• DATA FOR PROCESSING:
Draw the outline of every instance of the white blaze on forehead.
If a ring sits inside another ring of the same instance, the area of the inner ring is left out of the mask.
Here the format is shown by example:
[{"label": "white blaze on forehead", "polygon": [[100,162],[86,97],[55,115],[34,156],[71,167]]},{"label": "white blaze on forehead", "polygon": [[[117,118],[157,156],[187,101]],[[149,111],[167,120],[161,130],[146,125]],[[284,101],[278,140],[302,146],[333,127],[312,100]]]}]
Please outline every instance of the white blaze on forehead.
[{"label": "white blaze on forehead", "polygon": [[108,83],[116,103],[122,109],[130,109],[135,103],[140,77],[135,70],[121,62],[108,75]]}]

• THE TASK: Render the records as a numbered list, omitting blank lines.

• RESPONSE TO THIS EXERCISE:
1. Draw the outline of every instance of the white blaze on forehead.
2. If a ring sits inside another ring of the same instance, the area of the inner ring is left out of the mask.
3. Here the format is shown by example:
4. [{"label": "white blaze on forehead", "polygon": [[100,162],[86,97],[55,115],[34,156],[71,167]]},{"label": "white blaze on forehead", "polygon": [[[117,118],[157,156],[187,101]],[[149,111],[167,120],[161,130],[146,125]],[[284,101],[278,140],[302,146],[333,127],[312,100]]]}]
5. Please outline every instance of the white blaze on forehead.
6. [{"label": "white blaze on forehead", "polygon": [[108,83],[116,103],[122,109],[130,109],[135,103],[140,77],[135,70],[121,62],[108,75]]}]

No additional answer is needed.